* TASKS TO PERFORM:
(a) In the Iceland football report, who scored the 94th-minute winner against Austria?
(b) Reproduce everything in the Iceland football report from "Defeat for England" down to "on making history.".

* SELECTED EXCERPT:
☆ ☆ ☆ ☆ ☆ ☆ ☆

After earning the scorn of Cristiano Ronaldo by holding Portugal to a 1-1 draw, a late own goal gave away a 1-1 draw with Hungary and Iceland needed a dramatic 2-1 win over Austria to secure a last 16 place.

Arnor Traustason’s 94th-minute winner -- deliriously described by Icelandic television commentator Gudmundur Benediktsson -- put Iceland into the draw’s thorny bottom half.

But where England will see only danger in Nice, Iceland’s coaching team of Lars Lagerback -- a former protege of Hodgson’s during the latter’s time in Sweden in the 1970s -- and Heimir Hallgrimsson see only opportunity.

Defeat for England would rank alongside their 1-0 loss to the part-timers of the United States at the 1950 World Cup and Hallgrimsson has set his sights on making history.

“They’ve already won the hearts of all Icelandic people for their performances,” he said of his team, who were ranked 112th in the world in 2010.

“With a good performance against England tomorrow, they’ll always be winners in my book.

“On the other hand, if we beat England, their lives will change forever, and significantly. Icelandic football will go up in reputation and the way we approach football will be different.

“It’ll all look different for us. If you want the best out of life, you have to be ready when the chance is there for you.

“There aren’t bigger chances than this for Icelandic football. It’s just up to the players to play tomorrow and hopefully we will beat England. But whichever way this goes, these players are winners already.”

☆ ☆ ☆ ☆ ☆ ☆ ☆

* GIVEN INFORMATION:
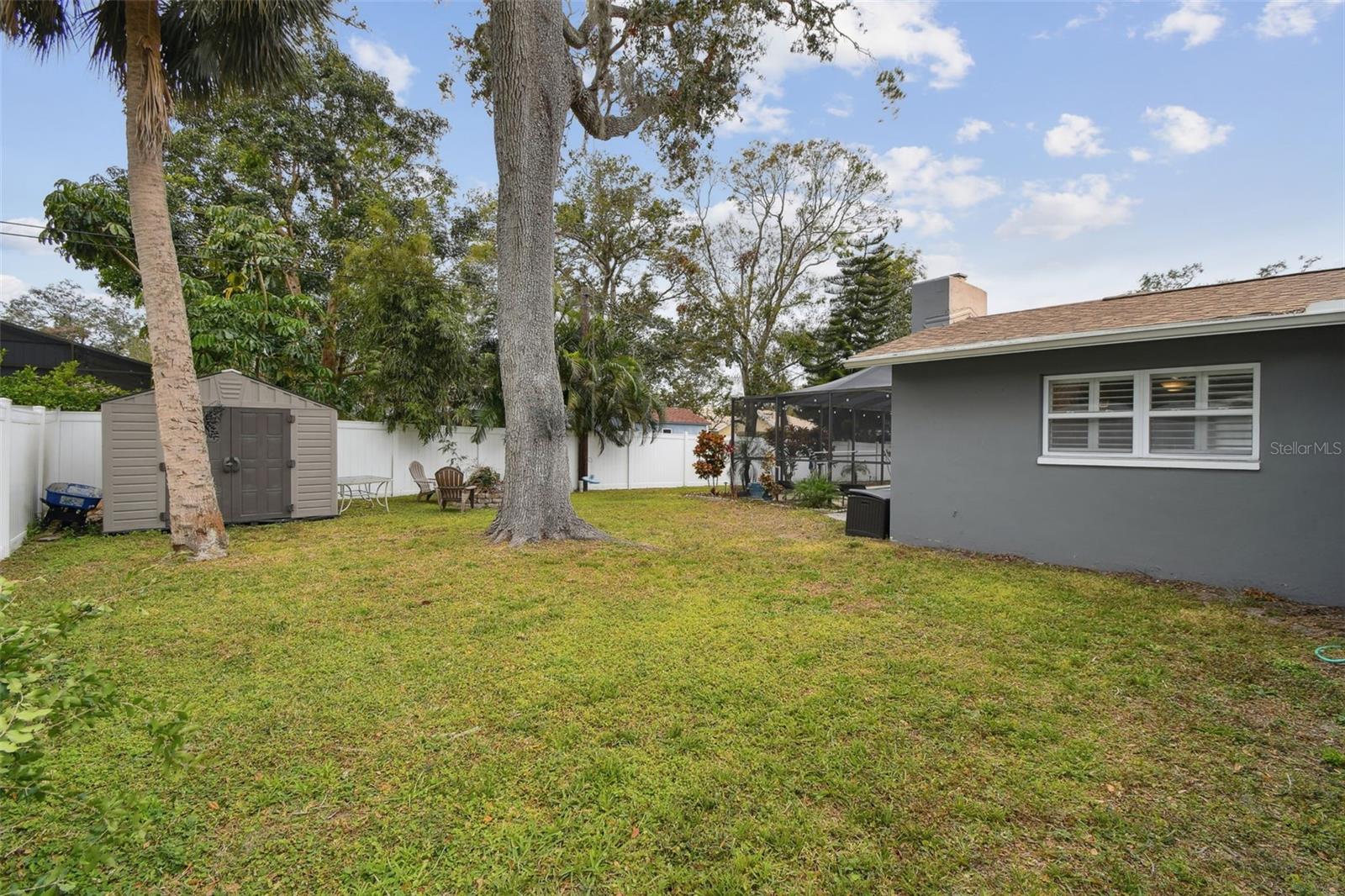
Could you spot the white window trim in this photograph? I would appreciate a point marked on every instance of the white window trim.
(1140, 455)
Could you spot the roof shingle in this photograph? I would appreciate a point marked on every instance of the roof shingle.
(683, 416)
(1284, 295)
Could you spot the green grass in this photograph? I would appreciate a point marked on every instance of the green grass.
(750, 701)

☆ ☆ ☆ ☆ ☆ ☆ ☆

* THE RESPONSES:
(a) Arnor Traustason

(b)
Defeat for England would rank alongside their 1-0 loss to the part-timers of the United States at the 1950 World Cup and Hallgrimsson has set his sights on making history.